● **Exercise objective**
All records should be reproduced verbatim.

[Dataset entries]
◇ ◇ ◇

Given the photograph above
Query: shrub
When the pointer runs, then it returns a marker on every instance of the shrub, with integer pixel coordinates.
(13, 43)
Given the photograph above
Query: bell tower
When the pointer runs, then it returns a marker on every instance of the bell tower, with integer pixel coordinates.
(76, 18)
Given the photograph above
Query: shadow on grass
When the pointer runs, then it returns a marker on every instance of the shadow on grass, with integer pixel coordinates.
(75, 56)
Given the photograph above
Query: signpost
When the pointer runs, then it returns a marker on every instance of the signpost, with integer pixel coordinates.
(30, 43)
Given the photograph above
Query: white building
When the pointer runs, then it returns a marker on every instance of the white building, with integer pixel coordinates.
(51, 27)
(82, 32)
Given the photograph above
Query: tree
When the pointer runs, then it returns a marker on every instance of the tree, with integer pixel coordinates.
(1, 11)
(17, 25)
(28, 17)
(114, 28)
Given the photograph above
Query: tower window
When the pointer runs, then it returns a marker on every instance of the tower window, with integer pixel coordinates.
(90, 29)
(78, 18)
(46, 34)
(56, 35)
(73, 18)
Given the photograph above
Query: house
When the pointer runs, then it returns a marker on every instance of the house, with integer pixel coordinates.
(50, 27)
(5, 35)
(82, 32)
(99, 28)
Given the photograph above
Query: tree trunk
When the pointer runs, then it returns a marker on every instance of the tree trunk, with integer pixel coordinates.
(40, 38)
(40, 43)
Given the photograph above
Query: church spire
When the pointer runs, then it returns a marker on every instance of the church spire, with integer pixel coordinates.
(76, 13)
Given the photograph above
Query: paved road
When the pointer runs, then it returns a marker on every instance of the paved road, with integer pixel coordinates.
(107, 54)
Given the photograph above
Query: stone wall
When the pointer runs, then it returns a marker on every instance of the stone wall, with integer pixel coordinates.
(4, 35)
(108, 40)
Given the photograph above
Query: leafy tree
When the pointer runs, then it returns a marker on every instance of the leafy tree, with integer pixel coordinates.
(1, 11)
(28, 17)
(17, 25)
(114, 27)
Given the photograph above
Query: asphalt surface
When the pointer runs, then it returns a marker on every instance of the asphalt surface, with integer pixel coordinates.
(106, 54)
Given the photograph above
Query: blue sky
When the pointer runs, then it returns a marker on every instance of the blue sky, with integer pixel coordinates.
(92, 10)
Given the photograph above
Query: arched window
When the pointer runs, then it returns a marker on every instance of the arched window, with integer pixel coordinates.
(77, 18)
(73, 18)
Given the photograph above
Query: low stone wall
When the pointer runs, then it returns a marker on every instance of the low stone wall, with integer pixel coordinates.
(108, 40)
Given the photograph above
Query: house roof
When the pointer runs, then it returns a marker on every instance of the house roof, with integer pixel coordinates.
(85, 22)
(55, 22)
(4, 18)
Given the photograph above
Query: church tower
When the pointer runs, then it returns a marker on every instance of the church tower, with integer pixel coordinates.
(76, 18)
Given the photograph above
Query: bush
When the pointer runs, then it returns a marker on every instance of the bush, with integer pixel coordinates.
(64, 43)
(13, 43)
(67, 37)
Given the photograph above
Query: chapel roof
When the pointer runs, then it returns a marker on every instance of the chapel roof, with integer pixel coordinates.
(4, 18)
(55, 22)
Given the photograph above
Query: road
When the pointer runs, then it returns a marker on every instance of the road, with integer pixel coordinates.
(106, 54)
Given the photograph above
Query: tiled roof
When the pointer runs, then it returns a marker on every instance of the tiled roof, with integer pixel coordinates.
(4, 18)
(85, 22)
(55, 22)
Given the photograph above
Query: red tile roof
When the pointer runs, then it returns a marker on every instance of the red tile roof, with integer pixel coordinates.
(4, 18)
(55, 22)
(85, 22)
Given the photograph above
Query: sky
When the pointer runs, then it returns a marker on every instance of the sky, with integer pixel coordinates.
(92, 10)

◇ ◇ ◇

● **Worked solution**
Given the photograph above
Query: shrub
When the pointer runs, then it returns a marker on every instance of the shrub, with integer pixel coordinates.
(13, 43)
Given the photograph above
Query: bell tower
When the pointer runs, then it returns a marker on every instance of the bell tower, with integer pixel coordinates.
(76, 18)
Given the photograph above
Query: shadow on grass
When the pointer runs, then it returns a marker on every instance of the shadow on grass, with integer pixel coordinates.
(75, 56)
Given the photograph above
Query: signpost
When the pointer runs, then it returns a marker on every instance of the signpost, with integer pixel coordinates.
(30, 43)
Given the photograph above
Query: white building
When the pointer runs, then it returns a marker on every instance of the white building, with integer pixel coordinates.
(51, 27)
(82, 32)
Given the photograph above
Query: tree
When the pointer runs, then it returns a marker on every instance of the tree, with integer pixel coordinates.
(1, 11)
(17, 25)
(28, 17)
(114, 28)
Given the photograph above
Query: tower window
When the pointer runs, then it returns a marker on every instance of the tower window, with integer pixel coordinates.
(90, 29)
(78, 18)
(46, 34)
(56, 35)
(73, 18)
Given the photograph above
Query: house
When the pointer runs, then it returns a marker on every instance of the house, with integer pixel coordinates.
(50, 27)
(5, 35)
(82, 32)
(99, 28)
Given the photograph above
Query: tree trunk
When the pointer runs, then it returns a marker on every instance of the tree trunk, with integer pixel coordinates.
(40, 38)
(40, 43)
Given the photograph above
Query: church spire
When the pointer runs, then it returns a marker on every instance of the church spire, with integer pixel coordinates.
(76, 13)
Given the photograph above
Query: paved road
When the pointer runs, then it returns a marker on every instance of the paved road, with integer pixel coordinates.
(107, 54)
Given the photograph above
Query: stone wall
When the pointer runs, then it returns a marker on every instance of the stone wall, with integer pixel coordinates.
(4, 35)
(108, 40)
Given the photograph above
Query: leafy tree
When the pointer runs, then it returns a marker on every instance of the leafy tree, with integer pixel coordinates.
(1, 11)
(28, 17)
(17, 25)
(114, 27)
Given the photograph above
Query: asphalt surface
When the pointer runs, then it returns a marker on every instance of the asphalt surface, with integer pixel coordinates.
(106, 54)
Given the photograph above
Query: blue sky
When the pointer runs, then it returns a marker on every instance of the blue sky, with integer pixel coordinates.
(92, 10)
Given the photograph above
Query: arched window
When the pointer runs, then it returns a marker on every instance of the arched window, with integer pixel coordinates.
(77, 18)
(73, 18)
Given the photograph above
Query: low stone wall
When the pointer runs, then it returns a marker on every instance of the low stone wall, with integer pixel coordinates.
(108, 40)
Given the photograph above
Query: house roof
When the pointer runs, then it returns a marker on every instance of the house roof, with integer pixel coordinates.
(85, 22)
(55, 22)
(4, 18)
Given the photograph above
Query: church tower
When the pointer runs, then it returns a marker on every instance of the church tower, with integer pixel coordinates.
(76, 18)
Given the photograph above
Query: bush
When the pointer runs, then it returns a marker on every instance of the bush, with integer pixel coordinates.
(64, 43)
(13, 43)
(67, 37)
Given the photograph above
Query: chapel roof
When the pointer runs, then it returns a marker on every instance of the chapel roof, with integer pixel coordinates.
(4, 18)
(55, 22)
Given the photograph above
Query: road
When the pointer runs, then it returns a marker on every instance of the road, with integer pixel coordinates.
(106, 54)
Given the photograph above
Query: tiled roof
When the pointer runs, then it returns a marker on every instance of the tiled roof, with integer pixel coordinates.
(4, 18)
(85, 22)
(55, 22)
Given the photograph above
Query: red tile roof
When the pointer runs, then it returns a marker on every instance of the red tile roof, with integer pixel coordinates.
(4, 18)
(55, 22)
(85, 22)
Given the photograph above
Query: sky
When the pointer runs, then it returns a marker on every instance of the sky, with integer pixel coordinates.
(92, 10)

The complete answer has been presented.